**GIVEN TEXT**
[BEGIN]
We are a curious faith. Freedom and tolerance have been central to our tradition at least since the Reformation. The psychological characteristics and values of people drawn to our ranks suggest openness is a compelling characteristic, even if we do not always live our values of tolerance, acceptance, and respect as well as we might. We acknowledge that our perspective is limited, that we could be wrong, that we live in the midst of uncertainties, yet we are ever open to new insights.
We are a reasonable faith. We do not ask people to check their rationality at the door, and we encourage the practice of disciplined inquiry toward personal and societal assumptions. We challenge idolatries, especially our own. We are positive toward the findings of science, while questioning the values that at times motivate choices in that area, as in every other.
We are a hopeful faith. We are a faith of possibilities, aspiring to be (though we often fall short) a transformative faith, a justice-seeking faith. We would create a space for the realisation of possibility, whether we call it the “commonwealth of God” or the “Beloved Community.”
[END]
**WORK INSTRUCTIONS**
Please transcribe the faith passage above from "We are a curious" up to and including "in every other.".

**SOURCE EXCERPT**
[BEGIN]
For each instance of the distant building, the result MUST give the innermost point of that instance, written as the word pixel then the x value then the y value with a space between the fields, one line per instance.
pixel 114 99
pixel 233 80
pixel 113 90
[END]
**FINAL ANSWER**
We are a curious faith. Freedom and tolerance have been central to our tradition at least since the Reformation. The psychological characteristics and values of people drawn to our ranks suggest openness is a compelling characteristic, even if we do not always live our values of tolerance, acceptance, and respect as well as we might. We acknowledge that our perspective is limited, that we could be wrong, that we live in the midst of uncertainties, yet we are ever open to new insights.
We are a reasonable faith. We do not ask people to check their rationality at the door, and we encourage the practice of disciplined inquiry toward personal and societal assumptions. We challenge idolatries, especially our own. We are positive toward the findings of science, while questioning the values that at times motivate choices in that area, as in every other.